- TASK INSTRUCTIONS
Which lines of the records contain the word "plaid"? Pick out each one and copy it in full, matching uppercase and lowercase exactly.

§ §

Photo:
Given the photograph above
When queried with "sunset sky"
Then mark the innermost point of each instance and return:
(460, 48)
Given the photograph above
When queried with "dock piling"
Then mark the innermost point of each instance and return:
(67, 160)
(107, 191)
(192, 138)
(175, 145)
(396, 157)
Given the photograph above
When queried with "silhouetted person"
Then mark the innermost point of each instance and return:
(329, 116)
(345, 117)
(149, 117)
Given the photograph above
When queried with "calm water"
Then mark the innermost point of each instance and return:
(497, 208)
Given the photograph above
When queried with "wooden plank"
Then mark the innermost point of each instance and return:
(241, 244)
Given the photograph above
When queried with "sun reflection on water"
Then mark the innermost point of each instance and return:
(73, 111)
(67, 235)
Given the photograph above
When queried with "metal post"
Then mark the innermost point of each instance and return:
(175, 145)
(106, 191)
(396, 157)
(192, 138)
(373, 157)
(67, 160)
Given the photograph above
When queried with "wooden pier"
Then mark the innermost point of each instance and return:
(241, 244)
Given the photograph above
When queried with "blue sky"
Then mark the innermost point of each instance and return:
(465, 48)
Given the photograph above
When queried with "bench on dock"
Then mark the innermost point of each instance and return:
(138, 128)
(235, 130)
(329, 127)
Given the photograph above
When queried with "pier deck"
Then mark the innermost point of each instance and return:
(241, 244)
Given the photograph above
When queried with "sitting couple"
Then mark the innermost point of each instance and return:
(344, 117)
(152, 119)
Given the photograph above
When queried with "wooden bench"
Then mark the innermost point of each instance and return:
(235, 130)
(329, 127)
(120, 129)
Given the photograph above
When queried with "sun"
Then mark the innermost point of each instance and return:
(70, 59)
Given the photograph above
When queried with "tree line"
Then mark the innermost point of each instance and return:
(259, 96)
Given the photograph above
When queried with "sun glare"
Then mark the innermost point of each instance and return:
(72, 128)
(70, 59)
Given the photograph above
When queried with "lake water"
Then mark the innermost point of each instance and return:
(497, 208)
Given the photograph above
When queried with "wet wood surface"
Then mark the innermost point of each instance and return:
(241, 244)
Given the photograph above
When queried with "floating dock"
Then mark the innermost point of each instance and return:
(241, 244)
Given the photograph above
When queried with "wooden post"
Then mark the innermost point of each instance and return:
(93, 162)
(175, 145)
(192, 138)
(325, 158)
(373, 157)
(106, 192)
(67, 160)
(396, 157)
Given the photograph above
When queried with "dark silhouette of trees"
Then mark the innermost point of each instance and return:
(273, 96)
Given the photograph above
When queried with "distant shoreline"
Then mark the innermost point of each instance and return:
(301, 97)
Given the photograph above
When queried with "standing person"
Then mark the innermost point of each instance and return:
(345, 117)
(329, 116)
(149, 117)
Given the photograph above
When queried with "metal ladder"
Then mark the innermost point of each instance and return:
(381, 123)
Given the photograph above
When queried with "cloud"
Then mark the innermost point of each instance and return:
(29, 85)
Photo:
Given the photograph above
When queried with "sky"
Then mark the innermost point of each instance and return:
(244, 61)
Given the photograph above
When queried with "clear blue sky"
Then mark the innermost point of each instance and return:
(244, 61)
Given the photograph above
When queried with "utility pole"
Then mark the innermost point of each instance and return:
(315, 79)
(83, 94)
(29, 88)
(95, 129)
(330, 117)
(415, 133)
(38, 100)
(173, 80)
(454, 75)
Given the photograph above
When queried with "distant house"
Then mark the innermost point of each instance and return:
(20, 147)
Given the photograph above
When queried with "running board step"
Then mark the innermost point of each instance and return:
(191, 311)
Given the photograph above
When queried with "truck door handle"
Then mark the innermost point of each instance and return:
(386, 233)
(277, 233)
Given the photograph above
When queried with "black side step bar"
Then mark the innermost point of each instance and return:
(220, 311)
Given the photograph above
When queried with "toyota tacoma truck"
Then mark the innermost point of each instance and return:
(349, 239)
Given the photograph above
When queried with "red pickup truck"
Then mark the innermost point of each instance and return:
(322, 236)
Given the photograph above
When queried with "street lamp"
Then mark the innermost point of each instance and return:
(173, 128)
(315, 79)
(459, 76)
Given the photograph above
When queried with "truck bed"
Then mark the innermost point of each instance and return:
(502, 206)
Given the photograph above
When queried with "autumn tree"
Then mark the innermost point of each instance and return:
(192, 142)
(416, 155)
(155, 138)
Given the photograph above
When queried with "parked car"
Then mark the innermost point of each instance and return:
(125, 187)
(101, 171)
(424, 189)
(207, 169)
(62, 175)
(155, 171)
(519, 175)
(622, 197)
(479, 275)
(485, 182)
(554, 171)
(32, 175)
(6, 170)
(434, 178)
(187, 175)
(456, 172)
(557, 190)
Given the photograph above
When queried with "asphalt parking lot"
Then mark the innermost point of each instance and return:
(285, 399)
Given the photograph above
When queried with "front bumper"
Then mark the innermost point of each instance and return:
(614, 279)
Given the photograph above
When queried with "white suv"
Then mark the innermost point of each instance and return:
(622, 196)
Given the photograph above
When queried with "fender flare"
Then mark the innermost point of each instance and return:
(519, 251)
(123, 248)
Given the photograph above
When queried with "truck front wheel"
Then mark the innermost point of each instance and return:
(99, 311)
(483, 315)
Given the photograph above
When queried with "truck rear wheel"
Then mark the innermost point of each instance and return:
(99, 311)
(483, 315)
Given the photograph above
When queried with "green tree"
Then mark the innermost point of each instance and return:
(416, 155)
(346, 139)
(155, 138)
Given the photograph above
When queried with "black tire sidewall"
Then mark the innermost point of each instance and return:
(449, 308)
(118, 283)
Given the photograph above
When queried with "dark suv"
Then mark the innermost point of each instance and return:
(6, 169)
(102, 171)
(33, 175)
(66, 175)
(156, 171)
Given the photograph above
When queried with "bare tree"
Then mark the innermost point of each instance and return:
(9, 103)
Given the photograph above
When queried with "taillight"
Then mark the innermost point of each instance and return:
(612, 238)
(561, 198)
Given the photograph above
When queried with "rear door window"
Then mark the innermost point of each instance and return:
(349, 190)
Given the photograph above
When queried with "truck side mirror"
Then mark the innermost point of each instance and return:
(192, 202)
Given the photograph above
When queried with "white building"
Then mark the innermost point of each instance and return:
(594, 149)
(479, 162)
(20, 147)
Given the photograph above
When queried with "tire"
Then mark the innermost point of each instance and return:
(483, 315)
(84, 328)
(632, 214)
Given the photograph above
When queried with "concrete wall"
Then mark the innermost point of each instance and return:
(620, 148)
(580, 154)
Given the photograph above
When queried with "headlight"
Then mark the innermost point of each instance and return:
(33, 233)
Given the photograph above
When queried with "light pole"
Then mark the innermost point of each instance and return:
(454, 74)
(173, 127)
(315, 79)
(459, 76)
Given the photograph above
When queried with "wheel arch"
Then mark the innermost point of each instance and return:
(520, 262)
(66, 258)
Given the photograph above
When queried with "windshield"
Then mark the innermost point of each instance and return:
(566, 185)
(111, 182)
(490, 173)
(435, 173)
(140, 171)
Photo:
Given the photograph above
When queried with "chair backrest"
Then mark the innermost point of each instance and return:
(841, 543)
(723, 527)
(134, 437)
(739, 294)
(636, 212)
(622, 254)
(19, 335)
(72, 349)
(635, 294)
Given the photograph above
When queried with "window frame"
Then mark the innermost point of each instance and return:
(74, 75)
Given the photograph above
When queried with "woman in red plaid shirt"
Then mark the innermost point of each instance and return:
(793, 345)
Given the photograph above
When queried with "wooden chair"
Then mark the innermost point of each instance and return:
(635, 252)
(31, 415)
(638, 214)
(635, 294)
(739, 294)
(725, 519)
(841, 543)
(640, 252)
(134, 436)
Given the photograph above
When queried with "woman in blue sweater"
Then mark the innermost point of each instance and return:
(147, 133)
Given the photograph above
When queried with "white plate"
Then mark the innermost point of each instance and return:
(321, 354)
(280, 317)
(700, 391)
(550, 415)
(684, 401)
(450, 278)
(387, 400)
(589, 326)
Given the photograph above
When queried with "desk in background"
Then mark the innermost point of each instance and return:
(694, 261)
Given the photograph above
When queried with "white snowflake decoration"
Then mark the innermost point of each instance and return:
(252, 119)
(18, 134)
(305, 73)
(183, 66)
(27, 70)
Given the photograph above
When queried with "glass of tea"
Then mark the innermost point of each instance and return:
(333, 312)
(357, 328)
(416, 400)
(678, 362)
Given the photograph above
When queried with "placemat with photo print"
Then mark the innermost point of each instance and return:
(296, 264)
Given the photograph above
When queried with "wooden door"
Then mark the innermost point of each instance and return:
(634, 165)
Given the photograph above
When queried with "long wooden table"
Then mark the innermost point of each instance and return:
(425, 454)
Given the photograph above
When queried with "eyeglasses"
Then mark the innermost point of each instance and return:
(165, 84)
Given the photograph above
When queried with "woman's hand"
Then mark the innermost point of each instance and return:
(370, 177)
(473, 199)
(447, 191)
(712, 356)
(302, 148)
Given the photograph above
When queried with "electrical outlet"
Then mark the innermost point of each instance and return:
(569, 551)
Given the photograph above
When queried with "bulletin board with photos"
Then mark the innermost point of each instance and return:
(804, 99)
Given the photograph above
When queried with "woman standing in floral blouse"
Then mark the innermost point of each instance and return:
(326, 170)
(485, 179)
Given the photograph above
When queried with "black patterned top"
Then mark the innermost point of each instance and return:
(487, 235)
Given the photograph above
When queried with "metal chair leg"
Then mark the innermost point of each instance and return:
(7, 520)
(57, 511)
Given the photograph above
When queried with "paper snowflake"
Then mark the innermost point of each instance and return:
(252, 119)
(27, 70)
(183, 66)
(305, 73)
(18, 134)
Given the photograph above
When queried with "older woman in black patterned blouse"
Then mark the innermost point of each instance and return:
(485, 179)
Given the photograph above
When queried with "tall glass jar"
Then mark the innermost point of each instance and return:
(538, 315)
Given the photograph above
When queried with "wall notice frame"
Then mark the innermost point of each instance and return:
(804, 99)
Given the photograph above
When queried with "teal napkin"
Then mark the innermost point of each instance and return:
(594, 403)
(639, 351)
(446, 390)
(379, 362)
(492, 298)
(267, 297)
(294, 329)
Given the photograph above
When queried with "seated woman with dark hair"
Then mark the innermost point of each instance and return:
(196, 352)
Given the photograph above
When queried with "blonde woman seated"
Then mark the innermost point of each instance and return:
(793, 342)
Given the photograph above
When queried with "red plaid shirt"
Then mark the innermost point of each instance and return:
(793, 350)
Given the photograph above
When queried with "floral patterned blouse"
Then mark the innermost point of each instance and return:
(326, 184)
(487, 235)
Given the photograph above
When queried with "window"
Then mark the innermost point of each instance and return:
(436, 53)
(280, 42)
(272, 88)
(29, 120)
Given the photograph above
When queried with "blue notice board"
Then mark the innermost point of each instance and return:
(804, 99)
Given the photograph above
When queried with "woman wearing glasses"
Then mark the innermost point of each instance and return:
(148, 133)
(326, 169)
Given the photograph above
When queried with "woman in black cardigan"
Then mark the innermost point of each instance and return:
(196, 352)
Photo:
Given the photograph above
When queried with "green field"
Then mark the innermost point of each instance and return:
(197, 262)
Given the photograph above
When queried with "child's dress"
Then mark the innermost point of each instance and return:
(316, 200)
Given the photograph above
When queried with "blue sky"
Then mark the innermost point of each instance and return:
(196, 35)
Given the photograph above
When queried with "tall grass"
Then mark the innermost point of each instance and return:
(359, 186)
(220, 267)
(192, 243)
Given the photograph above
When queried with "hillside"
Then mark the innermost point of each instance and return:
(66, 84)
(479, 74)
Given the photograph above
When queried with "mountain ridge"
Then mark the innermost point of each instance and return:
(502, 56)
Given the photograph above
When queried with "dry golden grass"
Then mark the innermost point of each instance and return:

§ §

- OUTPUT
When queried with "woman in red plaid shirt"
When queried with "red plaid shirt"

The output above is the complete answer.